#### [YOUR TASK]
This exercise asks for every record to be output again exactly.

#### [STORED DATA]
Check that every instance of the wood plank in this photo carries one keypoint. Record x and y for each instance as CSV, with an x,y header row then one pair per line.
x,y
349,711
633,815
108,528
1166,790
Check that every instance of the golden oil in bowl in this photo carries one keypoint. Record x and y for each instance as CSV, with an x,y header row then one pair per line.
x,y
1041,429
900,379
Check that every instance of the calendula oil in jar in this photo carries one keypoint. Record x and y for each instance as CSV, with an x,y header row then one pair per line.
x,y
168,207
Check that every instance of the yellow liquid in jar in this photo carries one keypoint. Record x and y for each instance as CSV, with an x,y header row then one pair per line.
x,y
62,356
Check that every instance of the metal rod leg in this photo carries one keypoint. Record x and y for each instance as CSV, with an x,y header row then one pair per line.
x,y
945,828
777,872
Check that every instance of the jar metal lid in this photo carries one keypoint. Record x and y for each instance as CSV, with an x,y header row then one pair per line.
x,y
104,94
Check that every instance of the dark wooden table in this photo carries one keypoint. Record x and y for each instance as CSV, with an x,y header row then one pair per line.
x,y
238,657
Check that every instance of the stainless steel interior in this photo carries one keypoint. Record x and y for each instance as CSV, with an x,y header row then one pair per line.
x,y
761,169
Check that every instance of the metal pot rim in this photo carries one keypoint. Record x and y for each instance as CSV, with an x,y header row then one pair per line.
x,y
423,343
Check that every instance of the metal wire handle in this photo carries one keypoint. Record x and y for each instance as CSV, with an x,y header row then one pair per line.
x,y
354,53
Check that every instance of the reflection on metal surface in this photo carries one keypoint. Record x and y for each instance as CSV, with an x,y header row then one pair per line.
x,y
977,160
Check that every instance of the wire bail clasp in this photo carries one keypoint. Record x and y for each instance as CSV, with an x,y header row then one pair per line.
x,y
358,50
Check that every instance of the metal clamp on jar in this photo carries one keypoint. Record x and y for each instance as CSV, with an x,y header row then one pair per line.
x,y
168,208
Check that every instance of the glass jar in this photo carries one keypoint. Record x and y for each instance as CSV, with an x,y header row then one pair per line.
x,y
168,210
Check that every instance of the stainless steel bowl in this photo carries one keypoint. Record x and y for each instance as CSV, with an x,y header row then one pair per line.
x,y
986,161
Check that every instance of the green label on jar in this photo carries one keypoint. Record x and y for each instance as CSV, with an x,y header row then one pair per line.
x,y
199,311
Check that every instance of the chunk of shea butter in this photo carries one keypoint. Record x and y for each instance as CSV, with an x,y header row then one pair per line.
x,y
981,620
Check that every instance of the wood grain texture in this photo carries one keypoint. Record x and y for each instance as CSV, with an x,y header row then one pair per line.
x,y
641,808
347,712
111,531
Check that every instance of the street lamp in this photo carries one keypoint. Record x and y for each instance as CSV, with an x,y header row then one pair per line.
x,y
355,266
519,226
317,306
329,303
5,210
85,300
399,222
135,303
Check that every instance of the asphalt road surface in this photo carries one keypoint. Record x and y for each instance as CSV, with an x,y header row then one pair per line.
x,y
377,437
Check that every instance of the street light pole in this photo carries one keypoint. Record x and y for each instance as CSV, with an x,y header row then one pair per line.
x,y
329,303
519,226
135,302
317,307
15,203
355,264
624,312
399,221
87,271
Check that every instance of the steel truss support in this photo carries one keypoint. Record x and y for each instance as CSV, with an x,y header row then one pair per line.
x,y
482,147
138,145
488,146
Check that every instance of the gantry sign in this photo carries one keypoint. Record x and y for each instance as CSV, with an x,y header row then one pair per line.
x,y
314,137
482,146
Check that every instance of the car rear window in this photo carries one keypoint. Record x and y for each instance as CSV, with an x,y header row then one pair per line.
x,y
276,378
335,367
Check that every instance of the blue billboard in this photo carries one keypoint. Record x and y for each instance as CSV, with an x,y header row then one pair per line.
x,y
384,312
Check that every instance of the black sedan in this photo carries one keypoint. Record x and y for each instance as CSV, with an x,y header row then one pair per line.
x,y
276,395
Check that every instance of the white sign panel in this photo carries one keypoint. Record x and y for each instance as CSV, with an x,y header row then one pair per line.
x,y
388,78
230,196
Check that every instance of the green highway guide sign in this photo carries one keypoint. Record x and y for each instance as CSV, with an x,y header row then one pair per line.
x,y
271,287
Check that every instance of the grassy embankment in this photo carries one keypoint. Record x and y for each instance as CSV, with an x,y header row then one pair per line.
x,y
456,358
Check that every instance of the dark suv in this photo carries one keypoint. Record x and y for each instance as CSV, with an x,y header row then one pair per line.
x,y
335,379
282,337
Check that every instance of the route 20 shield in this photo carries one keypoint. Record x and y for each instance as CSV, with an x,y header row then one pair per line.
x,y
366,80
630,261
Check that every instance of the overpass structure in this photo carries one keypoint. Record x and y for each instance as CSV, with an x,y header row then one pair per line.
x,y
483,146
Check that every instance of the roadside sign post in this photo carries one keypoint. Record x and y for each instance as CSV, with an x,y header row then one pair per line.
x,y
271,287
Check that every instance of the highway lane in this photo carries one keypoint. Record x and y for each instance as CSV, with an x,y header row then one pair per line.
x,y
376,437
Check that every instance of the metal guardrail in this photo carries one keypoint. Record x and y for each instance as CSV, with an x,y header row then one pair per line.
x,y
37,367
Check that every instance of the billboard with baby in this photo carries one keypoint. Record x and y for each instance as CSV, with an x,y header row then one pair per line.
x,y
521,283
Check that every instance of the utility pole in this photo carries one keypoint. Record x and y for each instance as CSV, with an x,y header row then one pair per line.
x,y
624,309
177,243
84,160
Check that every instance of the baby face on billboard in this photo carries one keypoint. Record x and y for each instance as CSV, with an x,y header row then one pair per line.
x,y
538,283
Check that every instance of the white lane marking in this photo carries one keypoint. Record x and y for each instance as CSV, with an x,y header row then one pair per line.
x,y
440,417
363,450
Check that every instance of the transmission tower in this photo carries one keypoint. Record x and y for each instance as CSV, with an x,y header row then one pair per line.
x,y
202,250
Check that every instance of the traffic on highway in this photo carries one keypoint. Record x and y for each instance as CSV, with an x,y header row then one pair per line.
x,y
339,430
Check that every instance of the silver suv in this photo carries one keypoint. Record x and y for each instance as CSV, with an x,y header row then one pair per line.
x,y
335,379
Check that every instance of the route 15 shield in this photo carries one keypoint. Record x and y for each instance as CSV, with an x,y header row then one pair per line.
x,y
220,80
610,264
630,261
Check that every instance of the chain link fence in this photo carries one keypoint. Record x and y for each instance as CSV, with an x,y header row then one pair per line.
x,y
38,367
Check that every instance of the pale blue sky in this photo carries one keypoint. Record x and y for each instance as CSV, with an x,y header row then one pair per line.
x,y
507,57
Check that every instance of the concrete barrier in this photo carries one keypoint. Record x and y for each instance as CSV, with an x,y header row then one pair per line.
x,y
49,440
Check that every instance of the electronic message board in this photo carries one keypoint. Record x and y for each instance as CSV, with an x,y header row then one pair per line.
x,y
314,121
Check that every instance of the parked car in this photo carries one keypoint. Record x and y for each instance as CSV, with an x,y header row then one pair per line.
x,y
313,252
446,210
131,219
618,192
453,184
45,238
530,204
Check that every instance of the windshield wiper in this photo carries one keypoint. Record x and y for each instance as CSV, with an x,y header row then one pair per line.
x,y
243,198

#### [RESULT]
Check that every instance of the wood plank in this photo carries one keypoint. Record x and y for each instance as CSV, with an x,y header row then one pair per line.
x,y
349,711
633,815
108,528
1166,790
Check that every instance of the golden oil in bowl in this photo carries one keypoint. Record x and y for each instance as CSV, with an x,y header row then one pair per line.
x,y
1041,429
900,379
Check that every instance of the calendula oil in jar in this photo carries one keypoint. Record x and y for each instance as CSV, with an x,y header row then one pair per line.
x,y
168,207
Check that every instance of the yellow liquid in jar in this photo carries one keypoint. Record x and y for each instance as CSV, with an x,y header row then one pair per line.
x,y
62,356
Check that every instance of the metal rod leg in this photo carries one keypoint. Record x and y for each instance as CSV, with an x,y header row then one pair per line.
x,y
945,828
777,872
Check that every instance of the jar metal lid in this photo carries one keypoint. Record x and y for each instance as CSV, with an x,y header row then one pair per line.
x,y
104,94
Check that every instance of the dark wooden table in this photo carries one keypoint. Record x and y for each instance as CSV, with an x,y header row then one pair per line.
x,y
238,657
Check that every instance of the stainless steel interior in this photo carries one keypoint. Record x and y for each instance as CSV, with an x,y header row then one pair per line.
x,y
761,169
Check that every instance of the metal pot rim in this photo carries one keypoint. Record x and y for each instance as CSV, with an x,y header row then one pair per line.
x,y
423,343
Check that every instance of the metal wire handle in this photo carries one keypoint. Record x and y for each instance as CSV, with an x,y header row then one pair per line.
x,y
354,53
Check that every instance of the reflection on metal surface in this photo carries one keypoint. Record x and y for each instance as CSV, with an x,y header row then one pair per line.
x,y
977,160
Check that every instance of the wire bail clasp in this photo carries one keypoint. Record x and y for each instance as CSV, with an x,y header row then one pair per line.
x,y
358,50
Check that every instance of the metal clamp on jar in this photo carries one keypoint. Record x and y for each instance as CSV, with an x,y header row then one pair per line.
x,y
168,208
Check that every instance of the glass jar in this photo carries one keypoint. Record x and y for each instance as CSV, with an x,y header row then one pair per line.
x,y
168,210
Check that every instance of the stainless steel bowl in this photo carries one keypoint. Record x and y for each instance as CSV, with an x,y header row then one pair per line.
x,y
986,161
Check that every instance of the green label on jar in this photo carries one keypoint. Record x and y for each instance as CSV, with an x,y header row then one pair per line.
x,y
199,311
Check that every instance of the chunk of shea butter in this photo carries one keypoint. Record x and y for each instance as CSV, with an x,y header row then one pair per line.
x,y
981,620
Check that every instance of the wood grain texture in this photo carries one keypoint. Record x and y for each instance as CSV, with an x,y header row then one pair per line.
x,y
641,808
347,712
111,531
Check that every instance of the street lamp in this photo carries one keypoint. Record x and y for each instance as CSV, with an x,y header row then one pair per line.
x,y
355,266
519,226
317,306
329,303
5,210
85,300
399,222
135,303
Check that every instance of the asphalt road surface in this photo carries one keypoint. Record x and y for each instance as CSV, with an x,y header row then one pair per line.
x,y
377,437
Check that every instance of the street light pole in this photo carries one keypoint. Record x and y for each instance as CSV, with an x,y header row then one pair per line.
x,y
329,303
519,226
135,302
317,307
15,203
355,264
624,312
399,221
87,271
Check that every instance of the steel truss support in this photo carries one keypoint. Record x and y for each instance as CSV, with an x,y header row then one pair per line.
x,y
482,147
138,145
488,146
Check that every instance of the gantry sign in this photo carries one keypoint. Record x and y for each instance as CSV, with an x,y header row then one pair per line.
x,y
314,137
482,146
Check that every instance of the car rear window in this photo carries one keypoint. Record x and y for each instance as CSV, with an x,y header row then one pair per line.
x,y
276,378
335,367
Check that every instance of the blue billboard in this photo carries one keypoint. Record x and y for each instance as CSV, with an x,y header row then one pair per line.
x,y
384,312
Check that every instance of the black sedan in this photo carries one keypoint. Record x and y for each instance as CSV, with an x,y header row then one pair per line.
x,y
276,395
Check that every instance of the white sign panel in this photo carries one keypoint. Record x and y for each instance as CSV, with an x,y header row then one pair per line.
x,y
388,78
230,196
Check that every instance of the green highway guide sign in this photo carries one keypoint. Record x and y for each instance as CSV, with an x,y header row then one pair per line.
x,y
271,287
Check that every instance of the grassy embankment in this photo carries one keypoint. Record x and y for each instance as CSV, with an x,y header row then one pair per line.
x,y
456,358
Check that every instance of the dark suv in this photo carries one keypoint. Record x and y for each instance as CSV, with an x,y header row then one pair per line.
x,y
335,379
282,337
Check that every instance of the route 20 shield in this photo carries one keypoint. Record x and y for each instance as CSV, with an x,y header row then one pair per line.
x,y
366,80
630,261
Check that every instance of the overpass structure in this photo carries one keypoint. Record x and y for each instance as CSV, with an x,y header row then one pair per line.
x,y
483,146
Check that every instance of the roadside sign post in this photo carries one keypoint. Record x and y for each instance as CSV, with an x,y header row then one pair per line.
x,y
271,287
Check that every instance of the highway lane in this photo carries one keypoint. Record x and y for each instance as CSV, with an x,y header row then one pair per line.
x,y
376,437
Check that every instance of the metal guardrail in this photo carries one keypoint. Record x and y for each instance as CSV, with an x,y header row then one pair per line.
x,y
37,367
Check that every instance of the billboard with baby in this photo carries one keypoint. Record x and y for each instance as CSV, with an x,y header row then one pair per line.
x,y
521,283
Check that every instance of the utility pole in this photo carries one keypoint. Record x and y for each instance as CSV, with an x,y header row then one pair per line.
x,y
624,309
177,243
84,160
Check that every instance of the baby face on billboard in this photo carries one keypoint. Record x and y for each instance as CSV, with an x,y header row then one pair per line.
x,y
538,283
Check that every instance of the white lane marking in this photo carries one keypoint. Record x and y for each instance as CSV, with an x,y header row then one pair per line.
x,y
440,417
363,450
Check that every instance of the transmission tower in this photo carries one keypoint. Record x and y for each instance as CSV, with an x,y header row then one pair per line.
x,y
202,250
Check that every instance of the traffic on highway in this photo carries one keypoint. Record x and y for each instance as CSV, with an x,y header row then one pair per line.
x,y
339,430
Check that every instance of the silver suv in this photo carries one keypoint. Record x and y for each instance as CSV, with an x,y header row then one pair per line.
x,y
335,379
Check that every instance of the route 15 shield in this photo carries one keypoint. Record x and y for each instance as CSV, with an x,y header row then one pair per line.
x,y
220,80
610,264
630,261
Check that every instance of the chain link fence in this photo carries one keypoint. Record x and y for each instance as CSV, with an x,y header row then one pair per line.
x,y
38,367
Check that every instance of the pale blue sky in this photo carries one keypoint. Record x and y for each instance as CSV, with an x,y header row then one pair per line.
x,y
507,57
Check that every instance of the concrete barrier in this photo carries one keypoint. Record x and y for each instance as CSV, with an x,y header row then one pair per line.
x,y
49,440
Check that every instance of the electronic message board in this photo carries one keypoint. Record x and y for each instance as CSV, with an x,y header row then one pair per line.
x,y
314,121
Check that every instance of the parked car in this photo carries one keypoint. Record x and y for each instance as CSV, with an x,y header row then one pair per line.
x,y
313,252
446,210
131,219
618,192
453,184
45,238
530,204
Check that every instance of the windshield wiper in this photo carries one keypoint. Record x and y for each instance as CSV, with an x,y header row then one pair per line.
x,y
243,198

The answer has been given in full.